Write out the records below once more, exactly as they stand.

### Provided data ###

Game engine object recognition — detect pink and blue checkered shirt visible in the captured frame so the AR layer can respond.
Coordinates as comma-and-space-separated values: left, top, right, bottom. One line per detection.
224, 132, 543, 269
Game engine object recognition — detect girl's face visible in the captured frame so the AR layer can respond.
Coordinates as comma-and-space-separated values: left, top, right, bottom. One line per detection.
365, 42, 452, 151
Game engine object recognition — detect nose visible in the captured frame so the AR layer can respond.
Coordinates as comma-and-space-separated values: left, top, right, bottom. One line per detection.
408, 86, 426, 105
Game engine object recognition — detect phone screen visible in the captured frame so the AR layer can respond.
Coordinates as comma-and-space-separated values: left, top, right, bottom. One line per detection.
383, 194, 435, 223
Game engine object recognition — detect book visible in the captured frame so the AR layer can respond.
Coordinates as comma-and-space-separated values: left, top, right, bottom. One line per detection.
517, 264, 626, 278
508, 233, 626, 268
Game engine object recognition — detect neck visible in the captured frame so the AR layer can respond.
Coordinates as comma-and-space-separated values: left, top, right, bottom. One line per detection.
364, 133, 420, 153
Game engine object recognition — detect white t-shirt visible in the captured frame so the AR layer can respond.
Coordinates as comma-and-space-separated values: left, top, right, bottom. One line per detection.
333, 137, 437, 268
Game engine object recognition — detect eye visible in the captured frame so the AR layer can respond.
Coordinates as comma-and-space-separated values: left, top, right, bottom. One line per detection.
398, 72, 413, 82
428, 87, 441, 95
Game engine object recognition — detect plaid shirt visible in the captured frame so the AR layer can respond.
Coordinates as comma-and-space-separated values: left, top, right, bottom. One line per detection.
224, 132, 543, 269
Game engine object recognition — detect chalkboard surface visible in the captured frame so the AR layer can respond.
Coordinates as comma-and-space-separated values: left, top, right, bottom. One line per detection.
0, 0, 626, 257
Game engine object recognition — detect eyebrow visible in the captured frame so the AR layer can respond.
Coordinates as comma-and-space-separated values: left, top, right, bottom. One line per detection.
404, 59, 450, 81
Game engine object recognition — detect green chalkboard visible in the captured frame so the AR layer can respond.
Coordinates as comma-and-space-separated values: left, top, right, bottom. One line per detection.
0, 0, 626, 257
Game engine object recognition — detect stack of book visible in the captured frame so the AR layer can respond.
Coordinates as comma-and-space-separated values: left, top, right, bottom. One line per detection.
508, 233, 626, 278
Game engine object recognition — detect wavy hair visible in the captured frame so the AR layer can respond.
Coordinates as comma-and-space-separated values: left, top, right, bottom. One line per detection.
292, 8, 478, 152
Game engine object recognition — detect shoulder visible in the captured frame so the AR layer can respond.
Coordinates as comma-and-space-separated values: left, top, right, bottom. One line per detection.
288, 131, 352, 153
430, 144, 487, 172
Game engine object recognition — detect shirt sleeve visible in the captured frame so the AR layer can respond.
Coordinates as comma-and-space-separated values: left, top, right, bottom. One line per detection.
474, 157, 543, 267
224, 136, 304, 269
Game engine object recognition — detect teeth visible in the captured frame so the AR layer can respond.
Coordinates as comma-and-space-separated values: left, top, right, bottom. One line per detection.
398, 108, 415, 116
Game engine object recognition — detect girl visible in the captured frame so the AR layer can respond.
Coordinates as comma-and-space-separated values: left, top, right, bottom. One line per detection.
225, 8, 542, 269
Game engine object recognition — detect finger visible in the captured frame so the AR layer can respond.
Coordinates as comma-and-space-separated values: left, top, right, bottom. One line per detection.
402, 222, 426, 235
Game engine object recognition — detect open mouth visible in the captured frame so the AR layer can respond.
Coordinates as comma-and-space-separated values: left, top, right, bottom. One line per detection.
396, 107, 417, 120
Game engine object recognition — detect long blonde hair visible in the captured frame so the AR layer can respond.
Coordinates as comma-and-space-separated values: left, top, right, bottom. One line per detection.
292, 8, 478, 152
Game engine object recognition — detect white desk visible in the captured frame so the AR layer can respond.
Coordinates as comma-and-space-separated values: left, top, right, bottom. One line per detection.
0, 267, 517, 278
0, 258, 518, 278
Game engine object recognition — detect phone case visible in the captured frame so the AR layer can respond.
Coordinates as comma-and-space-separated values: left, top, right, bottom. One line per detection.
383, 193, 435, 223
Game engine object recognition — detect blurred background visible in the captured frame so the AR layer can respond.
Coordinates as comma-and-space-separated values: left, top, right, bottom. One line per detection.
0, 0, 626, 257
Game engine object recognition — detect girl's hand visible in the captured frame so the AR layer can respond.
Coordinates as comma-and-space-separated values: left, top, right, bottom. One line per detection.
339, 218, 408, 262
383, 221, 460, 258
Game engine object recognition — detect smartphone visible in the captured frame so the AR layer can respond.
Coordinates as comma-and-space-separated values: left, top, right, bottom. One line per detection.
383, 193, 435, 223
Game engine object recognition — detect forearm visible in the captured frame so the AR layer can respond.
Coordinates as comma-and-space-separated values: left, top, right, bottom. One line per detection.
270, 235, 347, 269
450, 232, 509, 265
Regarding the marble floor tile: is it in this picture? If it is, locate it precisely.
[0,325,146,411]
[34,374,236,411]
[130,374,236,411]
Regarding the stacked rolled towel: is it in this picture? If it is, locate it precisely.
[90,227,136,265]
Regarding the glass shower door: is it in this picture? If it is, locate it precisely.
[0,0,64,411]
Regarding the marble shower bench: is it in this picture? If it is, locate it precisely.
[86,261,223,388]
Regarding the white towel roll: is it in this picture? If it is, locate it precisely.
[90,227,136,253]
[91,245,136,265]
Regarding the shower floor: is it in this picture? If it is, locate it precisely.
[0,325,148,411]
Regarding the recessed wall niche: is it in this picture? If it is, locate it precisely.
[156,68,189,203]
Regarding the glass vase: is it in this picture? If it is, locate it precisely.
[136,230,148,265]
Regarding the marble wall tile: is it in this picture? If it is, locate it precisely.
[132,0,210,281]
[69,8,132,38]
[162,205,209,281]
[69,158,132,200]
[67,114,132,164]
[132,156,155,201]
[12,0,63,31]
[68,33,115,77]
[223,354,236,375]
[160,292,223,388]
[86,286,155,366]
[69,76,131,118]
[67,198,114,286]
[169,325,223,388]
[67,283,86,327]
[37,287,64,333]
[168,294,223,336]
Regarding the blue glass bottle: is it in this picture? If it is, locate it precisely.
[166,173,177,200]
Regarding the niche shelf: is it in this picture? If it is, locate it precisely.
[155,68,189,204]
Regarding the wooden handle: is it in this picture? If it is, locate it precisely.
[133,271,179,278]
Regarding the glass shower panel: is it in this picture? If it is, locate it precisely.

###

• Exercise response:
Game engine object recognition — detect pink and blue checkered shirt visible in the captured frame so the AR layer can respond.
Coordinates as comma-and-space-separated values: left, top, right, bottom. One line per detection.
224, 132, 543, 269
Game engine object recognition — detect girl's face visible in the captured frame so the AR layer can respond.
Coordinates as comma-and-space-separated values: left, top, right, bottom. One line per detection.
365, 42, 452, 151
Game engine object recognition — detect nose visible in the captured frame so the AR layer can respond.
Coordinates as comma-and-space-separated values: left, top, right, bottom. One line per detection.
408, 86, 426, 105
Game engine object recognition — detect phone screen visible in the captured frame so the AR layer can respond.
Coordinates as comma-and-space-separated values: left, top, right, bottom. One line per detection.
383, 194, 435, 223
Game engine object recognition — detect book visible in the captured frame so the AR layer can respond.
Coordinates as comma-and-space-separated values: left, top, right, bottom. One line per detection.
517, 264, 626, 278
508, 233, 626, 268
Game engine object recognition — detect neck visible in the captured frame so the AR layer can respond.
Coordinates as comma-and-space-separated values: left, top, right, bottom. One line per detection.
364, 133, 420, 153
Game engine object recognition — detect white t-shirt visible in the captured frame so the AR layer can respond.
Coordinates as comma-and-space-separated values: left, top, right, bottom. One line per detection.
333, 137, 437, 268
Game engine object recognition — detect eye visible in the captured frame so the AR layer can respond.
Coordinates as comma-and-space-separated values: left, top, right, bottom. One line per detection.
398, 72, 413, 82
428, 87, 441, 95
Game engine object recognition — detect plaid shirt visible in the captured frame so the AR layer can respond.
Coordinates as comma-and-space-separated values: left, top, right, bottom. One line per detection.
224, 132, 543, 269
Game engine object recognition — detect chalkboard surface visible in the captured frame so the AR layer can respond.
Coordinates as comma-and-space-separated values: left, top, right, bottom. One line per detection.
0, 0, 626, 257
Game engine object recognition — detect eyebrow visible in the captured frame so the AR layer can respond.
Coordinates as comma-and-space-separated values: left, top, right, bottom. One line per detection.
404, 59, 450, 81
Game engine object recognition — detect green chalkboard visible in the captured frame so the AR layer can respond.
Coordinates as comma-and-space-separated values: left, top, right, bottom. One line per detection.
0, 0, 626, 257
Game engine object recognition — detect stack of book visible in the captured frame so the AR layer can respond.
Coordinates as comma-and-space-separated values: left, top, right, bottom. One line per detection.
508, 233, 626, 278
Game engine object recognition — detect wavy hair visible in the captured frame so the AR layer can respond.
Coordinates as comma-and-space-separated values: left, top, right, bottom. One line per detection.
292, 8, 478, 152
Game engine object recognition — detect shoulder visible in the captured frame so the AR layer can respond.
Coordinates as comma-and-space-separated values: left, top, right, bottom. One line per detection.
288, 131, 352, 153
430, 144, 487, 172
Game engine object recognition — detect shirt sleeve visible in the captured frame so the AR layer can respond.
Coordinates as comma-and-space-separated values: left, top, right, bottom. One line per detection.
474, 157, 543, 267
224, 136, 304, 269
Game engine object recognition — detect teeth visible in the captured frame so the AR layer can respond.
Coordinates as comma-and-space-separated values: left, top, right, bottom. One line per detection.
398, 108, 415, 116
Game engine object recognition — detect girl visible in the captured frame so the AR layer can respond.
Coordinates as comma-and-space-separated values: left, top, right, bottom. One line per detection.
225, 8, 542, 269
Game engine object recognition — detect finger visible in the captured frame so the AR layer can respond.
Coordinates as comma-and-space-separated values: left, top, right, bottom. One line per detection.
402, 222, 426, 235
Game engine object recognition — detect open mouth visible in the captured frame so the AR layer can respond.
Coordinates as comma-and-space-separated values: left, top, right, bottom. One line per detection.
396, 107, 417, 120
Game engine object recognition — detect long blonde hair visible in the captured frame so the AR layer can respond.
Coordinates as comma-and-space-separated values: left, top, right, bottom. One line per detection.
292, 8, 478, 152
Game engine object recognition — detect white desk visible in the captured frame so the AR layer can respond.
Coordinates as comma-and-space-separated values: left, top, right, bottom. One line per detection.
0, 267, 517, 278
0, 258, 518, 278
Game engine object recognition — detect phone case visible in the captured frame so the AR layer can respond.
Coordinates as comma-and-space-separated values: left, top, right, bottom. One line per detection.
383, 193, 435, 223
Game engine object recognition — detect blurred background visible in the captured frame so the AR layer can respond.
Coordinates as comma-and-space-separated values: left, top, right, bottom. One line per detection.
0, 0, 626, 257
Game engine object recognition — detect girl's hand visible in the captured frame so the AR layer can respond.
Coordinates as comma-and-space-separated values: left, top, right, bottom. One line per detection.
339, 218, 408, 262
383, 221, 460, 258
Game engine object recognition — detect smartphone visible in the captured frame so the AR layer can respond.
Coordinates as comma-and-space-separated values: left, top, right, bottom. One line per detection.
383, 193, 435, 223
Game engine object recognition — detect forearm visible in the captured frame so the AR layer can respond.
Coordinates as comma-and-space-separated values: left, top, right, bottom. One line per detection.
270, 235, 347, 269
450, 232, 509, 265
Regarding the marble floor tile: is it in this picture? If it is, locate it precisely.
[0,325,146,411]
[34,374,236,411]
[130,374,236,411]
Regarding the stacked rolled towel: is it in this picture? If it is, locate it precisely.
[90,227,136,265]
Regarding the glass shower door: is it in this picture? If it is, locate it precisely.
[0,0,64,411]
Regarding the marble shower bench: is it in this picture? If it is, locate it precisely.
[86,261,223,388]
Regarding the white towel roll: is it in this picture? If it is, locate it precisely.
[90,227,136,253]
[91,245,136,265]
Regarding the shower floor: is it in this picture? If it is, locate it precisely.
[0,325,148,411]
Regarding the recessed wall niche: is it in this picture? If it is, locate it precisely.
[156,68,189,203]
Regarding the glass vase: is it in this picture? If it is, locate it precisely.
[136,230,148,265]
Regarding the marble wall tile: is it in this picture? If it is, locate it precisely.
[132,0,210,281]
[69,8,132,38]
[162,205,209,281]
[69,158,132,200]
[67,114,132,164]
[132,156,155,201]
[12,0,63,31]
[68,33,115,77]
[223,354,236,375]
[160,292,223,388]
[86,286,155,366]
[69,76,131,118]
[67,198,114,286]
[169,325,223,388]
[67,283,86,327]
[37,287,64,333]
[168,294,223,336]
Regarding the blue glass bottle: is it in this picture? If it is, locate it precisely.
[166,173,177,200]
Regarding the niche shelf: is it in this picture? If it is, locate it precisely.
[155,68,189,204]
Regarding the wooden handle: is it in this picture? If it is, locate it precisely.
[133,271,179,278]
Regarding the glass shower panel: is it in this picture? If it is, locate it precisely.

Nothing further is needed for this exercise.